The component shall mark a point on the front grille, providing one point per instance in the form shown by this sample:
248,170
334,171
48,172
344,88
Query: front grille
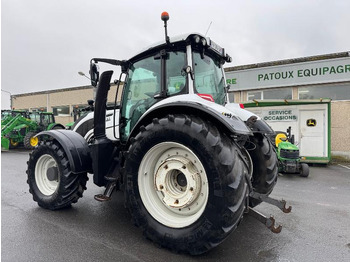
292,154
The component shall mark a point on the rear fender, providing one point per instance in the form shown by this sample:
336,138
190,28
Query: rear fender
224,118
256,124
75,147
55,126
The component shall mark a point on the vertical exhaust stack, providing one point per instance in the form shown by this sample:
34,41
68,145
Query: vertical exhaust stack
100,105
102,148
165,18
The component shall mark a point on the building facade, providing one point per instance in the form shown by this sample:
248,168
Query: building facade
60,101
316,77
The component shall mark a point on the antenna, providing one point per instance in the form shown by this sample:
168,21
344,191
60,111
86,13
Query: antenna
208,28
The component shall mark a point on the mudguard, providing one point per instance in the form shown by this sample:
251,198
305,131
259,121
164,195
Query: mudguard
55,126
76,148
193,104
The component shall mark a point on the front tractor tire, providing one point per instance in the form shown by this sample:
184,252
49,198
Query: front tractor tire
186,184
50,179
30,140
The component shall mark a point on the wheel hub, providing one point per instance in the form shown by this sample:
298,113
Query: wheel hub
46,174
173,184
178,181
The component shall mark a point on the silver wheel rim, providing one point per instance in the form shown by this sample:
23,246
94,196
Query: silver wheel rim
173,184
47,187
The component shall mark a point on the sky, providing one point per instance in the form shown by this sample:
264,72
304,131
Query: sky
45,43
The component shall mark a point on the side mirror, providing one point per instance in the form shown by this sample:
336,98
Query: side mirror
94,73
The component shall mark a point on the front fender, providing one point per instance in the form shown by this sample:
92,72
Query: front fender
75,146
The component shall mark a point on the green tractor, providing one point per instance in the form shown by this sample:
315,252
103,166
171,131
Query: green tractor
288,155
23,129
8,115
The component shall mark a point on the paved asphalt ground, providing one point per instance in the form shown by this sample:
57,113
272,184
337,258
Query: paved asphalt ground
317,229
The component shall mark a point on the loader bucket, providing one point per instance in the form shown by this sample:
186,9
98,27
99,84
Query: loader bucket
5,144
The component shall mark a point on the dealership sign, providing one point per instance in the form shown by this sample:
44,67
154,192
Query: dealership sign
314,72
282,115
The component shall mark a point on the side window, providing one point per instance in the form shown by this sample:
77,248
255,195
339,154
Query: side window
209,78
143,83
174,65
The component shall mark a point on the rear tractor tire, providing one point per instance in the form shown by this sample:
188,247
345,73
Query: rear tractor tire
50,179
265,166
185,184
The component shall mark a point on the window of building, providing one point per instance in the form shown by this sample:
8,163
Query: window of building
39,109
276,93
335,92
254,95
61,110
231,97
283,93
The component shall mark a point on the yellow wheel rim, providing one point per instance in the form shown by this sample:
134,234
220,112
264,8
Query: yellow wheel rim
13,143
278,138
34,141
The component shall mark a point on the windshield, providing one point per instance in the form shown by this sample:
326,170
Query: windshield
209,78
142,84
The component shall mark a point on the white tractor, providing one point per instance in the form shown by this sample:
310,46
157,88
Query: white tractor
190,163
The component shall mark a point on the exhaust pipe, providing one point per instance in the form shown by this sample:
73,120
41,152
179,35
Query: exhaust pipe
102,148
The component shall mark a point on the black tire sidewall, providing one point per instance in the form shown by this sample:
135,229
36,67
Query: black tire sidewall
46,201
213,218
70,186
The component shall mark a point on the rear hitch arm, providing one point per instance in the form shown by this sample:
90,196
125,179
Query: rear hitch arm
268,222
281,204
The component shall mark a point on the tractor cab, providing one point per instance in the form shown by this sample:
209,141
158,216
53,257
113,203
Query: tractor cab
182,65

§

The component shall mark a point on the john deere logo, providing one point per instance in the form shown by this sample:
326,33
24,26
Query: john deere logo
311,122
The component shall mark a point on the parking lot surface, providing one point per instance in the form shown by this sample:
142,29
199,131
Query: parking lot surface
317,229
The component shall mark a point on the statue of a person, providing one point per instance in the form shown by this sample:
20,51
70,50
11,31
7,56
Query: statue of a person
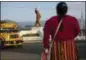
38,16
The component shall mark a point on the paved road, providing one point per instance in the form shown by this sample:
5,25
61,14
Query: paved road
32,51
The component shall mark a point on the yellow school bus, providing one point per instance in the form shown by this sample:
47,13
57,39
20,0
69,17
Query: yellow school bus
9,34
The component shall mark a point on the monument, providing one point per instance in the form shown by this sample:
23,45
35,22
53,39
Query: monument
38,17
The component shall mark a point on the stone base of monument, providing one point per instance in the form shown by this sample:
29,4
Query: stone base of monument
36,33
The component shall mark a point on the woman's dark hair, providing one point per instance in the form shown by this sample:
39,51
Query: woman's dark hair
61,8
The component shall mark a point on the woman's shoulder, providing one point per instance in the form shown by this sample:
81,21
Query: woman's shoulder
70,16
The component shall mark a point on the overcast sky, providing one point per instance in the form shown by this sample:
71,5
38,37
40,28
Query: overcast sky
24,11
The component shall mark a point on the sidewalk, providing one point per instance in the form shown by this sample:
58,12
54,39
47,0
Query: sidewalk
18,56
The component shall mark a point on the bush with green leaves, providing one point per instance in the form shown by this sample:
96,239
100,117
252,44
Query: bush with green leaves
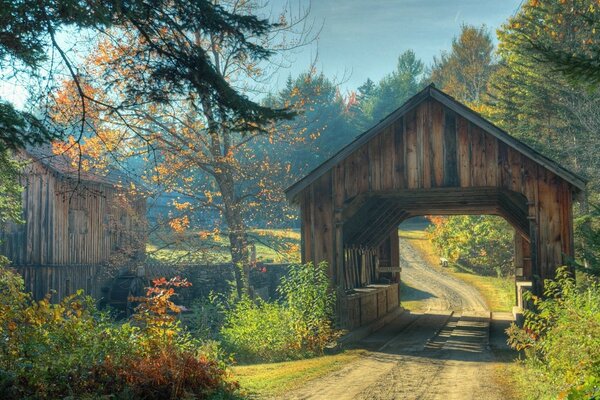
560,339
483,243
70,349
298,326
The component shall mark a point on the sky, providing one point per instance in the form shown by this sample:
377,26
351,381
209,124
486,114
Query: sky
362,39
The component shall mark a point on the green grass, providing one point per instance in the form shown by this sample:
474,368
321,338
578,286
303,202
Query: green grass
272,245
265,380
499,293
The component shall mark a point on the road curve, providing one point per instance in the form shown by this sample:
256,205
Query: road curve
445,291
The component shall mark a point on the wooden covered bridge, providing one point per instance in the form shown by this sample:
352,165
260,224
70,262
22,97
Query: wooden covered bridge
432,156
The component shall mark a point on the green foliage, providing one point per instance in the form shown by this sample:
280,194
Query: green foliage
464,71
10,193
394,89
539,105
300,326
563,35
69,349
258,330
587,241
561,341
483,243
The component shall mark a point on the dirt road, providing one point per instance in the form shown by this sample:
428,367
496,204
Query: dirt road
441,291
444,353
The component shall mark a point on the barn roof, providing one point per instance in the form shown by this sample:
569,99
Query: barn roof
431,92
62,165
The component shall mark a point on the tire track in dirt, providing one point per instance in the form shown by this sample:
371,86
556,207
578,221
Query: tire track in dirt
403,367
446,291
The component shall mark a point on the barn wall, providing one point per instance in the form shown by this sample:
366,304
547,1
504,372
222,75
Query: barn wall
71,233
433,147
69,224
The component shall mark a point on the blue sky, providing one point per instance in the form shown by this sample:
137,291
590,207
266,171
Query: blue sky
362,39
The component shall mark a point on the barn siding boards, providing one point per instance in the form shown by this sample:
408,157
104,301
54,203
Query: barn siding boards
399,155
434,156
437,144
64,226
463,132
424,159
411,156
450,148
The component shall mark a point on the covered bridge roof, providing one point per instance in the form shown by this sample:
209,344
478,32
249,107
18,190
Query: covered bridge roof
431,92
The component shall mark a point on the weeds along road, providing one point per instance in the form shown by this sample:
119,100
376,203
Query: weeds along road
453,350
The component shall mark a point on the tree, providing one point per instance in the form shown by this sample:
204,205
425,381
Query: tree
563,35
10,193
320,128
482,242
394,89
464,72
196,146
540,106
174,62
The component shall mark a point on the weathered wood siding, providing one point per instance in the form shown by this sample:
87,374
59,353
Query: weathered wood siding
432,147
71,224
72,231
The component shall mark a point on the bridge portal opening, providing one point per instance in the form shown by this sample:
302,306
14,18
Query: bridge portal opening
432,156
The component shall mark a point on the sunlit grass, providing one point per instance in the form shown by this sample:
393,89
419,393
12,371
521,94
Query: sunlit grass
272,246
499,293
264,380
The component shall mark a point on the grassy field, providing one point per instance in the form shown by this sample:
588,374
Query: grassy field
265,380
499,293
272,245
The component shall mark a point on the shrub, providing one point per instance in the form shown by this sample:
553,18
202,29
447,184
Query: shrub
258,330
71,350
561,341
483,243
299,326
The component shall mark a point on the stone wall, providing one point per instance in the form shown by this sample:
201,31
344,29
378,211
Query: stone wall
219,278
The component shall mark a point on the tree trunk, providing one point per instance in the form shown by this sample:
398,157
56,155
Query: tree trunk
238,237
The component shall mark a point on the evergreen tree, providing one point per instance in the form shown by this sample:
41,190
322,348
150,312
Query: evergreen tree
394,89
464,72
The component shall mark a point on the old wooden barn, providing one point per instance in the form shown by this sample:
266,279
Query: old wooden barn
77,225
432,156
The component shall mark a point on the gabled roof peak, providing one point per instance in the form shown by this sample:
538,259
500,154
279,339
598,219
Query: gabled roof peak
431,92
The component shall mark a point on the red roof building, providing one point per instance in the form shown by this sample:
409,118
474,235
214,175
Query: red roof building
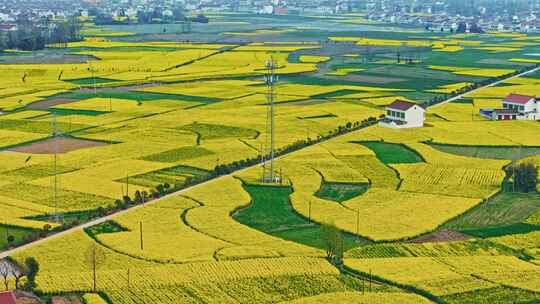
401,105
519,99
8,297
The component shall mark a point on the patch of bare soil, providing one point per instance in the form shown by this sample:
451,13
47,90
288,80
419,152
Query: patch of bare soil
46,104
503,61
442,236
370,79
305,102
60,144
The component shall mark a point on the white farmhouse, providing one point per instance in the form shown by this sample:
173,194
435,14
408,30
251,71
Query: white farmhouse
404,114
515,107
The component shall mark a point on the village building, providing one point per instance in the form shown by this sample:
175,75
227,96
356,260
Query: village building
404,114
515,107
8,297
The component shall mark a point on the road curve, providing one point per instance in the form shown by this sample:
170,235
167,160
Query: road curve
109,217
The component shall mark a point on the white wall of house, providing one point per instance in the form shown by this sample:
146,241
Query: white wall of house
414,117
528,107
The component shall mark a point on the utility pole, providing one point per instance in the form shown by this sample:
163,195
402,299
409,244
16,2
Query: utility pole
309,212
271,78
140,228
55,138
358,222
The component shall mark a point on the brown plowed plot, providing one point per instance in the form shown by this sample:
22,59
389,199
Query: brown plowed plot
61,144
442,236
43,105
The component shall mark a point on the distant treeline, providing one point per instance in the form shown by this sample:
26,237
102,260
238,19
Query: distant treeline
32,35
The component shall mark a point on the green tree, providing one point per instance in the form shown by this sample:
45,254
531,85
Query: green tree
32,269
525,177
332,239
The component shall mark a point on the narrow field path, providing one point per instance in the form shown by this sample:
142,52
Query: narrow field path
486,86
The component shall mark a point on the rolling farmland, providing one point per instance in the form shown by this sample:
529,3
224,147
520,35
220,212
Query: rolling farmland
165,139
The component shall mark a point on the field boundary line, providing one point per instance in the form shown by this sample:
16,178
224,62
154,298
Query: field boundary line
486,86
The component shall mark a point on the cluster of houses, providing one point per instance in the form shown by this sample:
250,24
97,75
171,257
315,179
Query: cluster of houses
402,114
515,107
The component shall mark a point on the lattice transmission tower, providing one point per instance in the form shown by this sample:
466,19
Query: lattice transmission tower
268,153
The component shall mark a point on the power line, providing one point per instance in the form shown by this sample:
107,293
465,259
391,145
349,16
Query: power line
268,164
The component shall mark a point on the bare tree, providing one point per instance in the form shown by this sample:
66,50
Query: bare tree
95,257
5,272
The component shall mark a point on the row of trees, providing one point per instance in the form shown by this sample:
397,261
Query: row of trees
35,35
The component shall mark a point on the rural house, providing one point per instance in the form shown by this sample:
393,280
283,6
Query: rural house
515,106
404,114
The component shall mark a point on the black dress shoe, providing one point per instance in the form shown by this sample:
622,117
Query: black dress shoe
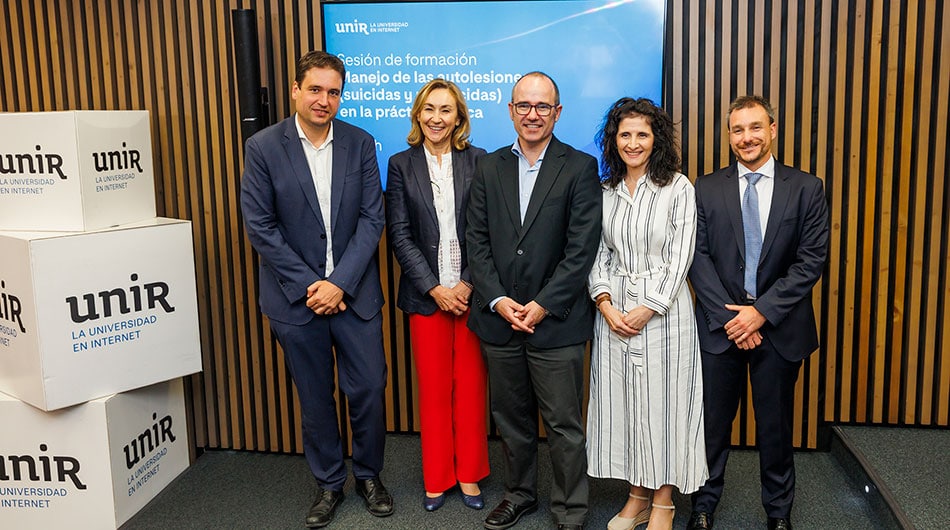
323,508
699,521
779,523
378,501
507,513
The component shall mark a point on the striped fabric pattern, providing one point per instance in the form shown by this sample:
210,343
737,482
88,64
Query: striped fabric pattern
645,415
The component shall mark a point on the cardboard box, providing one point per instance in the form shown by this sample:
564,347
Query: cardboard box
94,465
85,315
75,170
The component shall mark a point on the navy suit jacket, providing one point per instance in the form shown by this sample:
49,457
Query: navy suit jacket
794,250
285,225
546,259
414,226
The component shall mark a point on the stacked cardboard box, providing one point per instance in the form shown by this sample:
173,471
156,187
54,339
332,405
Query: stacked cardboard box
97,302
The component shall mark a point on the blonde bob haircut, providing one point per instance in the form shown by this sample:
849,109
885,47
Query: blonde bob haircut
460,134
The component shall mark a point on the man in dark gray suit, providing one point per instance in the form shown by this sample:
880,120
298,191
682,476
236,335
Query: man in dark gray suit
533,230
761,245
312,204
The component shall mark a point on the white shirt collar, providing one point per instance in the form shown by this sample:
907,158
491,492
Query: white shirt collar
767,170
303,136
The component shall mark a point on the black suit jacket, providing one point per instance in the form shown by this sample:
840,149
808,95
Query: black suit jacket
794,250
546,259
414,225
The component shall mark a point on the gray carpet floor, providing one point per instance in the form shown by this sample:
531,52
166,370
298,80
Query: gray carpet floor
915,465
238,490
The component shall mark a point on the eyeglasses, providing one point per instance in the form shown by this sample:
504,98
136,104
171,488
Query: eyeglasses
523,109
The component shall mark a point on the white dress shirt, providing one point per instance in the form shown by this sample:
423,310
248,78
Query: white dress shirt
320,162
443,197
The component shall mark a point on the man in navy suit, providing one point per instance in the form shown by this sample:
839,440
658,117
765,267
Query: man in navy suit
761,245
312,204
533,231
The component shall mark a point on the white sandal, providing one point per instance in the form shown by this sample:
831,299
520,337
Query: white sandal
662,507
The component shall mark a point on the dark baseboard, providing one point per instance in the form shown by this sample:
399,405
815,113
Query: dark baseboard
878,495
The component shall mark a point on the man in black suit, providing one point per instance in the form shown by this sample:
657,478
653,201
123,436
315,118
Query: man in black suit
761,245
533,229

§

Task to carry out: Pull out each line of the entries above that contains the string "peak", matching its letter case exactly.

Solution for this task:
The component shall mark a point on the gabled roof peak, providing one point per instance in the form shown by this sample:
Query: gabled roof peak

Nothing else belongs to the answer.